It’s been a week of highs and lows in PR Land – and some truly excruciating interviews.

First, a tip of the hat to the people at kitchen gadget manufacturer, Morphy Richards. 

Their headline grabber was based on a competition to find the owner of Britain’s oldest electric iron. Step forward Orpington’s Chris West who was declared winner with an iron given to him by his gran in the 1940s, and which he still uses for “the heavier pressing jobs”. So, a bit like John Prescott then. 

This story, presumably dreamed up at Morphy Richards’ HQ but curiously absent from their website, got admirable national coverage in the papers – and even made it to the Today programme, albeit spawning a truly bottom-clenching interview from Mishal Husain.

How she struggled – and who wouldn’t – to elicit something from Orpington’s least interesting man and his ancient appliance. Mixed outcome perhaps for team Morphy?

Elf on the Shelf is a new phenomenon for Insight, but thanks to the power of PR, it is now on the radar. EOTS first made its appearance in 2005 following the publication of a children’s book based on a family tradition, namely that an elf would appear every year after Thanksgiving to keep an eye on the children and prevent them from misbehaving. 

The Sun carried a piece in which parenting expert, Emma Shingleton, claimed that keeping an eye on kids prior to Christmas could actually have a detrimental effect on the little darlings – some children can find the prospect of being watched by Santa’s spies stressful. Her partner in spouting this stuff turns out to be “education resource experts”, PlanBee.

OK – a nice bit of media coverage – but you really have to question the wisdom of wanting to be put up as the earnest killjoy who is trying to remove an apparently effective way of controlling infantile pre-Yuletide overexcitement.

> [GOAL 1]
Answer these questions about the PR round-up:
(a) Who gave Chris West his iron, and in what decade?
(b) In what year did Elf on the Shelf first appear?
(c) Which newspaper ran the piece quoting Emma Shingleton?

(Items from a dataset)
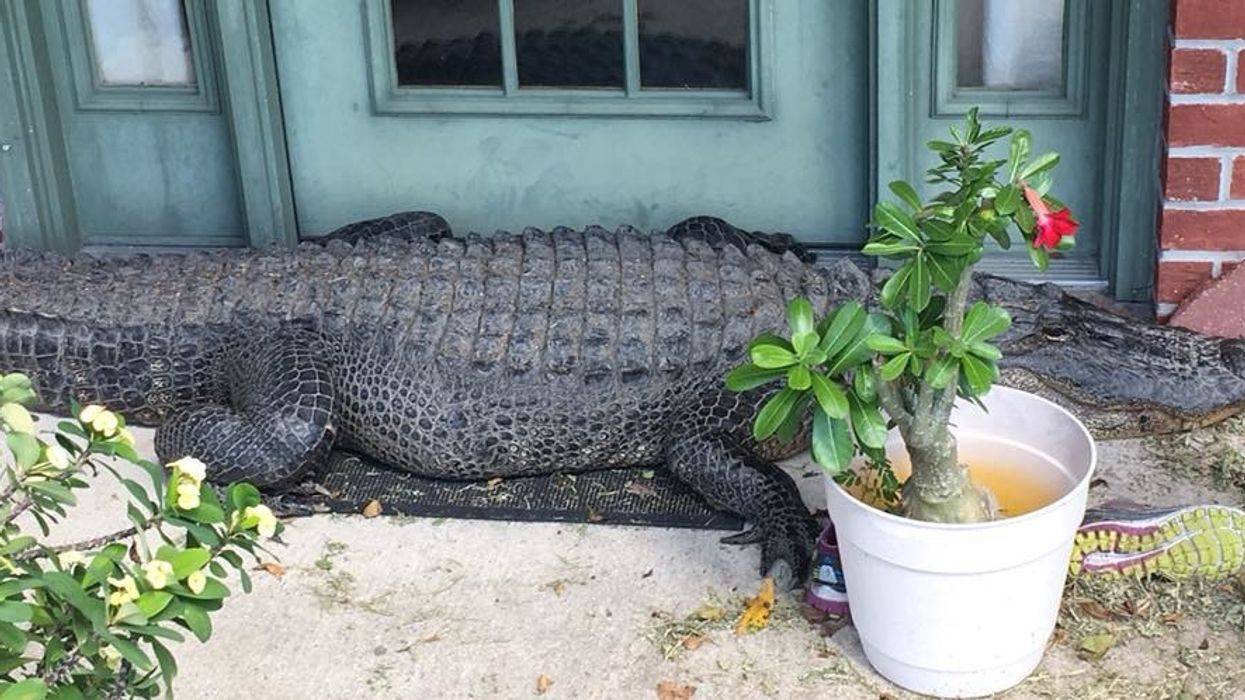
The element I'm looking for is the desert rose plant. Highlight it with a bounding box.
[726,110,1077,522]
[0,374,281,700]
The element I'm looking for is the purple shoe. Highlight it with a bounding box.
[804,524,848,615]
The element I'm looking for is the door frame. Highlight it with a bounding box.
[0,0,298,253]
[0,0,1170,300]
[869,0,1172,301]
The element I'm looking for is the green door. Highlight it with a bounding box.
[270,0,869,245]
[31,0,247,248]
[876,0,1164,298]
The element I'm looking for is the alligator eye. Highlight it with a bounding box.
[1042,325,1072,343]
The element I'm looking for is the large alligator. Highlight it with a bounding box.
[0,213,1245,580]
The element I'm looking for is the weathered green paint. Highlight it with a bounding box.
[0,0,78,253]
[271,0,868,245]
[41,0,247,245]
[1102,0,1172,301]
[213,0,296,247]
[57,0,219,112]
[358,0,766,121]
[874,0,1168,300]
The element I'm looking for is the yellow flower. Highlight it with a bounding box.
[243,506,276,537]
[108,575,138,605]
[177,481,199,511]
[0,404,35,433]
[186,569,208,595]
[44,442,70,470]
[100,644,121,670]
[168,457,208,485]
[78,404,121,437]
[56,549,86,569]
[143,559,173,590]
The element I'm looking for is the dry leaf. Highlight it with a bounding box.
[254,562,285,578]
[1079,634,1116,661]
[735,577,774,634]
[657,680,696,700]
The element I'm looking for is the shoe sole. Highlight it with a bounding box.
[1068,506,1245,579]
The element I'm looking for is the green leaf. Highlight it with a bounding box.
[848,395,886,448]
[752,389,799,441]
[1007,128,1031,182]
[787,296,814,336]
[865,335,908,355]
[748,343,797,370]
[0,678,47,700]
[825,314,890,377]
[889,179,921,209]
[925,357,956,389]
[878,352,913,381]
[995,184,1020,217]
[182,605,212,641]
[812,411,855,475]
[6,432,44,470]
[1020,153,1059,179]
[852,367,878,401]
[873,202,921,244]
[791,330,822,357]
[722,364,787,388]
[960,301,1011,345]
[925,250,967,291]
[969,343,1003,362]
[960,355,998,396]
[819,301,865,357]
[134,590,173,618]
[1027,245,1051,273]
[813,374,848,419]
[787,365,813,391]
[0,600,34,624]
[908,255,930,311]
[880,262,913,309]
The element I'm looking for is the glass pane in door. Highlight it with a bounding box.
[955,0,1064,91]
[514,0,626,87]
[391,0,502,87]
[637,0,748,90]
[86,0,194,85]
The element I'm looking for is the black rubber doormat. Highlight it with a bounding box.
[274,452,743,531]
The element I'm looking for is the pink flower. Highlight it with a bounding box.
[1025,184,1081,250]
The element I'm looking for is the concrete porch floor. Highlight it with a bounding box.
[34,419,1245,700]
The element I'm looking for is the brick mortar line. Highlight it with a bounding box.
[1163,199,1245,212]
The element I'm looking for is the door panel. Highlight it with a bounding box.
[271,0,869,245]
[42,0,247,245]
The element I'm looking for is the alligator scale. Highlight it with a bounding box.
[0,213,1245,579]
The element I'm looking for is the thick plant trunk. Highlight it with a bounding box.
[904,428,997,523]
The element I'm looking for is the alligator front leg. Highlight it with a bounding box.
[666,435,818,588]
[156,330,334,488]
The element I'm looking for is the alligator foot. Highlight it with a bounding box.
[156,330,334,488]
[666,436,820,588]
[1068,502,1245,579]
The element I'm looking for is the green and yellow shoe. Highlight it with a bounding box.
[1068,501,1245,579]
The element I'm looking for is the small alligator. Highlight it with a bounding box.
[0,213,1245,582]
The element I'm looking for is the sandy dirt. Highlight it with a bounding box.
[26,413,1245,700]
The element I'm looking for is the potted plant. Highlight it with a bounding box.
[726,110,1096,696]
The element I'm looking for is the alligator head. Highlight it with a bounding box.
[977,275,1245,438]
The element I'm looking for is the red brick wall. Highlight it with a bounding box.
[1155,0,1245,316]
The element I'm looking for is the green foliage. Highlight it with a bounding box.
[0,374,280,700]
[726,110,1072,513]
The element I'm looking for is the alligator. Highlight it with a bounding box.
[0,213,1245,583]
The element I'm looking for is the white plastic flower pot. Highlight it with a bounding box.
[827,387,1097,698]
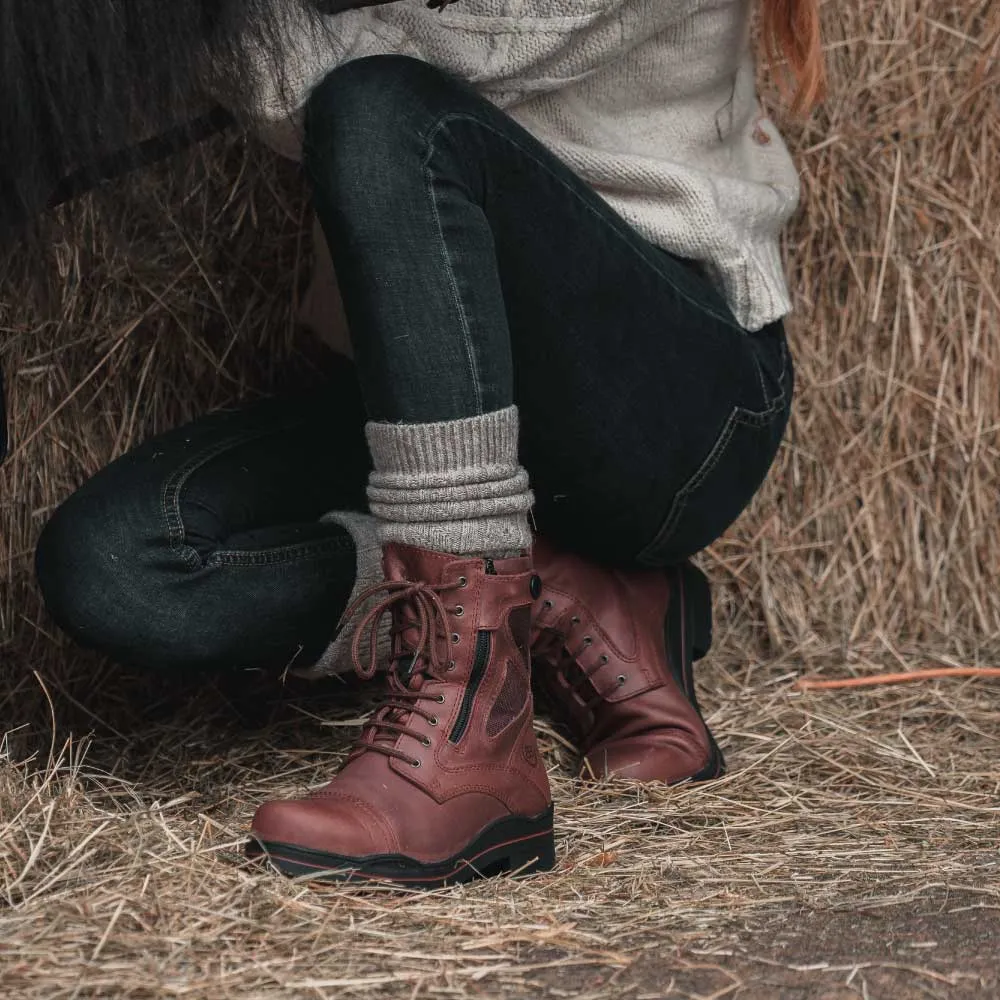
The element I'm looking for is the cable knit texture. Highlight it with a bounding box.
[366,406,532,556]
[252,0,799,330]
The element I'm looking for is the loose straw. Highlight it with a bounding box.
[794,667,1000,691]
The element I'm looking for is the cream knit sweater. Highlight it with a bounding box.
[261,0,799,330]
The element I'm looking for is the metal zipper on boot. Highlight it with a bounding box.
[448,630,493,743]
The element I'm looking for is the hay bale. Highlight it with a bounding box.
[0,0,1000,688]
[0,0,1000,1000]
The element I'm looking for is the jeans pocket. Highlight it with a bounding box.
[639,385,791,567]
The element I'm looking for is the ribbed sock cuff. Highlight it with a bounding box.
[366,406,533,555]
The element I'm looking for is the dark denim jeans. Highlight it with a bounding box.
[38,57,792,668]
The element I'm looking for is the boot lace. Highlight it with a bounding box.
[341,580,460,767]
[532,615,625,712]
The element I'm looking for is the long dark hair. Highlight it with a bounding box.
[0,0,319,239]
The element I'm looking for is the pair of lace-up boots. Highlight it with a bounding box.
[251,541,723,888]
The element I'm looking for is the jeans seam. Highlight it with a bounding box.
[204,535,353,569]
[160,420,312,568]
[638,390,786,563]
[422,118,483,413]
[418,111,745,332]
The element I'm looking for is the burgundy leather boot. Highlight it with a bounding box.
[531,540,725,784]
[245,545,555,888]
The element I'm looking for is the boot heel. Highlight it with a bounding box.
[680,563,712,663]
[466,806,556,882]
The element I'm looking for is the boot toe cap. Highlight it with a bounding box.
[581,737,723,785]
[250,798,395,858]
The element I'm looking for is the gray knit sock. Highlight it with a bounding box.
[366,406,533,556]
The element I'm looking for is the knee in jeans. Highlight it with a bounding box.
[305,55,460,184]
[35,493,193,667]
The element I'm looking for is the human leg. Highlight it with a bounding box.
[37,363,369,671]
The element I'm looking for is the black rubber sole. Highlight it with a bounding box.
[247,806,556,889]
[664,562,726,781]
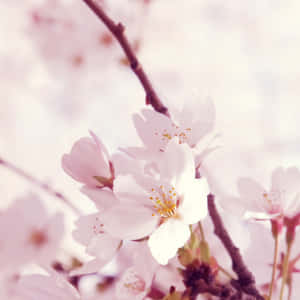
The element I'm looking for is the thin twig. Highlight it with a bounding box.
[268,234,279,300]
[207,194,264,300]
[83,0,169,116]
[0,157,81,215]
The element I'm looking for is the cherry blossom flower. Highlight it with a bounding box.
[72,213,122,275]
[62,132,114,187]
[228,167,300,219]
[102,139,208,264]
[73,187,122,275]
[0,195,64,268]
[124,99,216,166]
[116,242,159,300]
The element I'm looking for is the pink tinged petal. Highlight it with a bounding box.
[114,175,152,205]
[86,233,121,262]
[186,98,216,144]
[36,213,65,265]
[133,241,159,283]
[89,130,109,165]
[148,219,190,265]
[102,204,159,240]
[159,138,195,193]
[62,137,112,186]
[133,109,172,151]
[70,258,108,276]
[80,185,119,211]
[178,178,209,224]
[16,275,80,300]
[116,267,150,300]
[72,213,102,246]
[271,167,300,216]
[237,178,266,211]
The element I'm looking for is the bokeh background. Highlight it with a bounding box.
[0,0,300,255]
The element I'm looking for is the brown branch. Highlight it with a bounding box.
[83,0,169,116]
[207,194,264,300]
[0,157,81,215]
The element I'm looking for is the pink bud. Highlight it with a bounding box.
[62,132,113,188]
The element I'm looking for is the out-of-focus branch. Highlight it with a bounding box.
[207,194,264,300]
[0,156,81,215]
[83,0,169,116]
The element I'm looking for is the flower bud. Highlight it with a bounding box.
[62,132,113,188]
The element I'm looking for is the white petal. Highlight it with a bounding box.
[178,178,209,224]
[101,204,158,240]
[86,233,121,262]
[80,185,119,211]
[148,219,190,265]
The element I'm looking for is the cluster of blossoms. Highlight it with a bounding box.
[0,96,300,300]
[0,0,300,300]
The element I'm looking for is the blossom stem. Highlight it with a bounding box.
[268,234,279,300]
[83,0,170,117]
[0,157,81,215]
[218,265,234,280]
[207,194,265,300]
[288,280,293,300]
[198,221,205,241]
[280,241,293,300]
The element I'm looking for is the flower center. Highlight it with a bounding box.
[262,191,283,213]
[92,217,104,235]
[154,123,192,148]
[29,230,48,248]
[149,185,177,218]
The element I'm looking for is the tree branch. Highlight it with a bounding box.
[207,194,264,300]
[83,0,169,116]
[0,157,81,215]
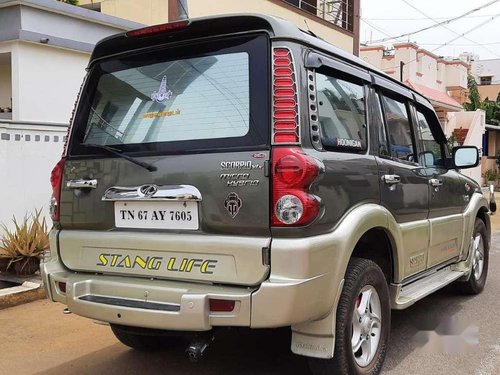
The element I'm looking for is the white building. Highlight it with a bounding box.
[0,0,142,229]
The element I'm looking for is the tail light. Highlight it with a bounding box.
[272,147,321,226]
[50,158,64,221]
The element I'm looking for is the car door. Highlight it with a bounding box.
[412,104,468,267]
[372,90,430,278]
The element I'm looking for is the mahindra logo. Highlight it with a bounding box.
[139,184,158,198]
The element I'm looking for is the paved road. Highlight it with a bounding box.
[0,232,500,375]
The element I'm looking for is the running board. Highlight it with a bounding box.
[391,266,464,310]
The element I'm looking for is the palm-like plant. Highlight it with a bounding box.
[0,210,49,274]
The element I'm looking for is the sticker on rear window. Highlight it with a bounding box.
[335,138,363,149]
[142,108,181,118]
[151,75,174,103]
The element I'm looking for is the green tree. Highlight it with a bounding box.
[464,74,500,125]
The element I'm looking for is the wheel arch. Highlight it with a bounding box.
[351,227,399,284]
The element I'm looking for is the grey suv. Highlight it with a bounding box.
[42,14,491,374]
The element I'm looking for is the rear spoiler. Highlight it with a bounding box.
[87,15,278,69]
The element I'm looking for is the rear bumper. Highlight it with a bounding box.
[41,261,332,331]
[41,229,342,331]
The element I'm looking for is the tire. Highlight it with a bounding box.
[457,218,490,294]
[309,258,391,375]
[110,324,181,352]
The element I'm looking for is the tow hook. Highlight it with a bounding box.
[186,334,215,363]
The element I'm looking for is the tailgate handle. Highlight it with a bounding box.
[66,179,97,189]
[102,184,202,202]
[429,178,443,187]
[382,174,401,185]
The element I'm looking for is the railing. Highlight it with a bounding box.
[282,0,354,32]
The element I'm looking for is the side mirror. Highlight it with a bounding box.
[418,151,436,167]
[453,146,479,169]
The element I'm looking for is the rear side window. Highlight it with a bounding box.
[316,73,366,151]
[382,96,414,162]
[417,110,444,167]
[70,36,270,155]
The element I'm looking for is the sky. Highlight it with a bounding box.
[360,0,500,60]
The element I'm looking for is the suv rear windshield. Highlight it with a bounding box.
[70,36,269,155]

> [GOAL 2] Give the listing as a Markdown table with the columns No. and Line, starting at the top of the listing and ending after the line that contains "[804,524,848,615]". Leave out the pictures and any blank lines.

> [CORRECT RESULT 1]
(a) His gran gave it to him, in the 1940s.
(b) 2005
(c) The Sun

> [CORRECT RESULT 2]
| No. | Line |
|---|---|
| 1 | The element I'm looking for is the desert rose plant. Highlight it with a bounding box. |
| 2 | [726,110,1077,522] |
| 3 | [0,374,281,700] |
| 4 | The element I'm looking for is the purple shoe. Highlight it with a bounding box. |
| 5 | [804,524,848,615] |